__EXTRAIT CHOISI__.
────────

Saint Jude – « Signal »

Mood : quand The Field Mice rencontre la culture UK Garage en anorak. 

Ne me demandez pas comment ni pourquoi, mais, pendant une courte période de ma vie, je me suis retrouvé à travailler comme monteur de piscines extérieures – je construisais le plancher des terrasses en bois brésilien entourant les bassins de particuliers. J’avais la vingtaine et cela se passait dans le Sud de la France. Je ne sais plus comment j’avais eu ce plan merdique, mais le gars qui vendait ces piscines était un commercial assez débile qui roulait en BMW, portait des costumes Celio à épaulettes et était dans la cocaïne. Quand il me ramenait dans son bolide, je me souviens surtout qu’il écoutait uniquement des disques d’enregistrements live dans son autoradio – des captations de concert, quelques soit le style. Il m’expliquait que c’était pour sentir la foule, l’excitation d’une salle/stade quand il roulait.

Du coup, je me souviens d’un trajet à écouter un live débile d’Étienne Daho à un niveau de décibel à peine concevable pour l’audition humaine avec ce cocaïnomane qui roulait à 180 km/h en hurlant. J’ai le vague souvenir de m’agripper fermement à la poignée du haut, côté passager, en fermant les yeux. À attendre que ça passe. Qu’est-ce que je pouvais faire d’autre, hein ?  Je ne sais pas pourquoi je vous raconte cela, mais il se passe quelque chose du côté de Londres qui s’apparente aussi à ce sentiment de chaos subit, de drogue et de dépression. Saint Jude est un tout jeune producteur de 2step urbain en anorak. Il est affilié à un collectif Londonien du nom de Slow Dance qui organise des soirées où se rencontre culture breakbeat, indie rock, jeunesse dépressive et galerie d’art contemporain. Saint Jude – Jude Woodhead de son vrai nom – a décidé de chanter sur ses productions, ce qui donne ce rare mélange entre la twee pop à la The Field Mice sur des rythmes UK Garage (No Angels). Il y a des morceaux avec un esprit 2step et shoegazing et l’on a l’impression de découvrir un nouveau The Streets ou un James Blake des débuts. En espérant que Saint Jude ne finisse pas à construire des piscines, lui. Gerard LOVE

Kool Keith / Real Bad Man – “Serpent”

────────

__ENTRÉES FOURNIES__.
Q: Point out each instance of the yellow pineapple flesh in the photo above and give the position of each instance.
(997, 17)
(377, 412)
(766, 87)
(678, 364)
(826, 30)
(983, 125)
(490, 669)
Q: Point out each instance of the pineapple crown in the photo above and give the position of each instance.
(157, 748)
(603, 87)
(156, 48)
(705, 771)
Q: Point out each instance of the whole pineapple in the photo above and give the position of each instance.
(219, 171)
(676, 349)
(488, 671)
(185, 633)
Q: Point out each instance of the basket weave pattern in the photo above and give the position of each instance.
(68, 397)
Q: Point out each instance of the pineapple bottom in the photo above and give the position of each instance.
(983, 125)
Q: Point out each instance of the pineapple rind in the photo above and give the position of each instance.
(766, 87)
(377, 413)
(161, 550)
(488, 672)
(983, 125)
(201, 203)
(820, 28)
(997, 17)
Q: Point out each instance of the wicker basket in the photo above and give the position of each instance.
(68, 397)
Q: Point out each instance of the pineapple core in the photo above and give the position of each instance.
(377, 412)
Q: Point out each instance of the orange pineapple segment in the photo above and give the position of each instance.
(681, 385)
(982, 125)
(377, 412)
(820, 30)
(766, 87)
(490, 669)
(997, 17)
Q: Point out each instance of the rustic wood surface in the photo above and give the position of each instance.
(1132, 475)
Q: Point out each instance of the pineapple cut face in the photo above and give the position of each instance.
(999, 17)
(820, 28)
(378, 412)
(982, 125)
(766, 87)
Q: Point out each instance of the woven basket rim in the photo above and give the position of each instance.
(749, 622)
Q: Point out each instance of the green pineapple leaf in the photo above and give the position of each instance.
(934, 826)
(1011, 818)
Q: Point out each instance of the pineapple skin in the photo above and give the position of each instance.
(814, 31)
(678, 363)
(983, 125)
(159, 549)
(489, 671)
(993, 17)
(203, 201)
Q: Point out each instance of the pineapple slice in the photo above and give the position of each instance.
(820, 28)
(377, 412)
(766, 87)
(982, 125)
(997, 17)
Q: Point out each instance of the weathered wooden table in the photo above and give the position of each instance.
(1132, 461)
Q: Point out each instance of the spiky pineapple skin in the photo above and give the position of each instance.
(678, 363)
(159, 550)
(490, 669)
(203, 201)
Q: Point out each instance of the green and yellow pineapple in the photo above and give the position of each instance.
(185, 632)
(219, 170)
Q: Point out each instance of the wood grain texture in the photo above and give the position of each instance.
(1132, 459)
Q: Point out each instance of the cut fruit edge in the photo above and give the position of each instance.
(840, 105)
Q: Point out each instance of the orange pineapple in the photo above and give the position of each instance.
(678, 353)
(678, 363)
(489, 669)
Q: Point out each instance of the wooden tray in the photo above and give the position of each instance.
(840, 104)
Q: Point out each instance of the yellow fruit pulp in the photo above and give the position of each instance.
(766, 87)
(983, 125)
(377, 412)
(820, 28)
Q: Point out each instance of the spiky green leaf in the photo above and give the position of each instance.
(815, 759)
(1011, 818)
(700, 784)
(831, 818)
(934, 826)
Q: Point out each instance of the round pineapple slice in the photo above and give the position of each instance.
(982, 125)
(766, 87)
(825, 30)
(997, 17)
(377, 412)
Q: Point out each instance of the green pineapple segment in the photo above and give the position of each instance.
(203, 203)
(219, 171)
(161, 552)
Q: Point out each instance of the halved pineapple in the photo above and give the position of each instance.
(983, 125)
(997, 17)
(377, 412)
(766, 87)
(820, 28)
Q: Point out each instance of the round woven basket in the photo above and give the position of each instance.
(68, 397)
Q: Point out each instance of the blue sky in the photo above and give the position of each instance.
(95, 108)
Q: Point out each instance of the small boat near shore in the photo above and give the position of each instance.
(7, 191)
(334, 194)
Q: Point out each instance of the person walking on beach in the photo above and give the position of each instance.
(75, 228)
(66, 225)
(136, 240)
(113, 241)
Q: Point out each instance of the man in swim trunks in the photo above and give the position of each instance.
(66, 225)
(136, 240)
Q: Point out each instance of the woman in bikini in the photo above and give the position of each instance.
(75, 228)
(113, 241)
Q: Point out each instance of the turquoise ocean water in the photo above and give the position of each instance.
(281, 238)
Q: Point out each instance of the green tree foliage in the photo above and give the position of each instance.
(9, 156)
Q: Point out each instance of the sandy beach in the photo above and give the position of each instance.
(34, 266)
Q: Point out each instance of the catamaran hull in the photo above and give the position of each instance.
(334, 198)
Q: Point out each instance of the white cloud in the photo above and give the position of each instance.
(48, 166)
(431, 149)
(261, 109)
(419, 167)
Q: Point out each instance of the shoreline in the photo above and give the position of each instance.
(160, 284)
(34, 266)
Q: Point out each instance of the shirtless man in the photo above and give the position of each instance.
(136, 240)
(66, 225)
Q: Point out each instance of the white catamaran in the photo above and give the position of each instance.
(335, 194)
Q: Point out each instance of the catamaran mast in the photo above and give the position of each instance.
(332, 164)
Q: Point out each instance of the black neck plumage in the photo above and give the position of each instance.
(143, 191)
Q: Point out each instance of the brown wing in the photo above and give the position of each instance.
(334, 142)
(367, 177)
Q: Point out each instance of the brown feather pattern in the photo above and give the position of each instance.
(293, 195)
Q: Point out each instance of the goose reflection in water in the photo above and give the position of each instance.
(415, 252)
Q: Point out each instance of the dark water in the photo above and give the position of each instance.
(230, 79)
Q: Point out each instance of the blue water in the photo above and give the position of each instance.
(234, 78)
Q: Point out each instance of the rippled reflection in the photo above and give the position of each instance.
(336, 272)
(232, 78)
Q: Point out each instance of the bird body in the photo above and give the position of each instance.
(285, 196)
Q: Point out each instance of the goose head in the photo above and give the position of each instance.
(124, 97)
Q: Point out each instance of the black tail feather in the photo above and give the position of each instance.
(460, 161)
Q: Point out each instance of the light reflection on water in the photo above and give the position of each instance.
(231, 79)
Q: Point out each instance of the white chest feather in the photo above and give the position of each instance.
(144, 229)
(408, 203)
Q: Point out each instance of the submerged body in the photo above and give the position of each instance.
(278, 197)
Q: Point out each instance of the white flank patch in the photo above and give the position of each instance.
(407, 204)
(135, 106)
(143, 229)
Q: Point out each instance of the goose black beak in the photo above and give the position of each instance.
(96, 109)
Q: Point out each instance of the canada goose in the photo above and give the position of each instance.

────────

__CONSIGNE__.
D'après la chronique sur Saint Jude, à quel collectif londonien est-il affilié ?

__RÉSULTAT__.
Slow Dance.